** begin **

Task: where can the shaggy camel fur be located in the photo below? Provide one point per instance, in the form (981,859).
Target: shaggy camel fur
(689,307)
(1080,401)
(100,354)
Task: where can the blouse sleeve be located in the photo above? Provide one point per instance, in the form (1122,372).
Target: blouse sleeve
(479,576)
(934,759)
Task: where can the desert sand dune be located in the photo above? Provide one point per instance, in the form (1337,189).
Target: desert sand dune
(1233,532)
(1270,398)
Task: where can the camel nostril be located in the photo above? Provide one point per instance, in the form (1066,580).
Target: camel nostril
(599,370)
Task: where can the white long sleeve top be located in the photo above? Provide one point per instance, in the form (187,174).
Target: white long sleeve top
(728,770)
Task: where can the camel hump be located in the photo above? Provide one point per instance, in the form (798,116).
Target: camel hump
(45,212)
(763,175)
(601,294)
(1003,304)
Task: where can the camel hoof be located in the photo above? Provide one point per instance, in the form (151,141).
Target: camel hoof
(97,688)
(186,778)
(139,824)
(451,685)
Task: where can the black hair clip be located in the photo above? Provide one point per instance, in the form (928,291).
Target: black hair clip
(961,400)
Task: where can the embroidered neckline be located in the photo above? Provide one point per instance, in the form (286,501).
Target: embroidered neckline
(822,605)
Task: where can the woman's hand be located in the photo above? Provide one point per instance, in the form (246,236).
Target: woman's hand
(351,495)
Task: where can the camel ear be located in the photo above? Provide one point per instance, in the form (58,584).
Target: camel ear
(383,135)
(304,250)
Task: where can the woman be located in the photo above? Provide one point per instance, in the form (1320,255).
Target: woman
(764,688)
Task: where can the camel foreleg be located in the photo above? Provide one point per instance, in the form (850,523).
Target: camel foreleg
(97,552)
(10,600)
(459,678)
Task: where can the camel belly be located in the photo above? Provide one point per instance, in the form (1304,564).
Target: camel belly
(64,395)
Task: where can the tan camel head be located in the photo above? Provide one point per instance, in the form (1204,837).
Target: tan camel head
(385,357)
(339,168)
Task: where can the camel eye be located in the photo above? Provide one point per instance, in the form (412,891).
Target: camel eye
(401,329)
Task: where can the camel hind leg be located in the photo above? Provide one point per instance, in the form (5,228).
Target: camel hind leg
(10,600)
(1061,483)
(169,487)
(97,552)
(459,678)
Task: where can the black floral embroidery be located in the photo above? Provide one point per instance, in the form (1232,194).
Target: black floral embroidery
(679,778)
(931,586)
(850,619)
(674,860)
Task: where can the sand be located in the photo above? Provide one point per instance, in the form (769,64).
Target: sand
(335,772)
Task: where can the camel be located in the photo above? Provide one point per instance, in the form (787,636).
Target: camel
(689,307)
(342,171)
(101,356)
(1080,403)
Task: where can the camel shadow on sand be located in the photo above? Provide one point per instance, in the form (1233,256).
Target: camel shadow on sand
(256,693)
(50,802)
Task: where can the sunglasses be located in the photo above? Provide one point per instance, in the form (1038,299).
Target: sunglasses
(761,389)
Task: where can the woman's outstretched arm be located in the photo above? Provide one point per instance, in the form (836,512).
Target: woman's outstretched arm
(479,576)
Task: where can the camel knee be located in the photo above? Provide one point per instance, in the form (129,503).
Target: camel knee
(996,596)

** end **

• Job: Convert every line of the entries above into a numbered list, leaving out any blank lines.

• Reply:
1. Task: where can the shaggy camel fur be located in the photo below? Provide one point per instance, in the form (981,859).
2. Target: shaggy camel fur
3. (689,307)
4. (1080,401)
5. (100,354)
6. Task: where can the blouse sleeve be located in the photo above? Provide one point per instance, in the form (1122,372).
7. Target: blouse sleeve
8. (479,576)
9. (934,759)
10. Task: where can the desert sand dune be located in the photo above? Provide one point per instance, in the form (1337,189).
11. Target: desert sand dune
12. (1233,532)
13. (1270,398)
14. Task: where can the camel nostril be located in the photo above? Provide one point per instance, in the form (1066,580).
15. Target: camel nostril
16. (599,370)
17. Task: where can the white long sleeve top be located in the photo above? Provide one point per instance, in the form (187,174).
18. Target: white long sleeve top
19. (728,770)
20. Task: where can the camel hump be located in the photo above? Provide one point per instance, in the form (798,116).
21. Target: camel hump
22. (45,212)
23. (763,175)
24. (601,294)
25. (1003,304)
26. Task: where can the camel hoof be located in the photo above? Provide one point per instance, in the form (151,141).
27. Target: camel hoof
28. (97,688)
29. (186,778)
30. (139,824)
31. (451,685)
32. Task: where can the black hair clip be located in the photo above? Provide one point per instance, in the form (928,291).
33. Target: black hair clip
34. (961,400)
35. Task: where can the embroidered neckline be located in the photo above? Provide one point per instance, in the form (286,501).
36. Target: embroidered neckline
37. (822,605)
38. Task: where can the woman's hand be located in the photo above? Provide one point per instance, in the form (246,236).
39. Target: woman's hand
40. (351,495)
41. Task: where can the camel ear be located in the photo above? Provide one point per instance, in the form (58,584).
42. Target: camel ear
43. (383,135)
44. (304,250)
45. Task: where can the woman be located in the photo above? Provide one point per instance, in the form (1320,255).
46. Target: woman
47. (764,688)
48. Task: where can the camel foreleg be located in the photo above? Provide one point per instance, in the form (850,523).
49. Target: camel foreleg
50. (97,552)
51. (10,600)
52. (459,678)
53. Task: where can the camel belly be located in the photo above? Provide one point per instance, in the form (1304,564).
54. Target: camel belly
55. (64,395)
56. Task: where can the tan camel head be located in the photo above? Provide one point per instance, in the form (1204,837).
57. Target: tan camel head
58. (385,357)
59. (339,168)
60. Task: where can the camel eye be located in the photo above? Provide one point per instance, in the form (412,891).
61. Target: camel eye
62. (401,329)
63. Task: where can the camel hind leg be located in the photo above? Provide one point per instance, in the form (5,228).
64. Target: camel hind leg
65. (10,600)
66. (1061,483)
67. (169,487)
68. (97,552)
69. (459,678)
70. Task: where can the black floral embroidery be located in the photo above? Provide one point per instance, in the form (1232,194).
71. Target: black floral embroidery
72. (679,778)
73. (931,586)
74. (850,619)
75. (674,860)
76. Task: where can the sand be located in the photo above? Provide one point per instance, in the form (769,64).
77. Target: sand
78. (335,772)
79. Task: where can the camel be located in the photo above? Provide one point per instance, in the form (787,636).
80. Target: camel
81. (689,307)
82. (342,171)
83. (101,356)
84. (1080,403)
85. Task: where can the camel shadow on sand be located in the photo above? Provide one point per instance, in the form (1233,256).
86. Target: camel shadow on sand
87. (256,693)
88. (50,802)
89. Task: where can the sunglasses be located in the photo above? Provide one point per instance, in the form (1038,299).
90. Target: sunglasses
91. (761,389)
92. Task: where can the woman's outstretched arm be located in the photo above? Provide one point per instance, in the form (836,512).
93. Target: woman's outstretched arm
94. (479,576)
95. Task: where can the camel knee be located in the photo above? Provide one point per instance, in the form (129,503).
96. Target: camel knee
97. (996,596)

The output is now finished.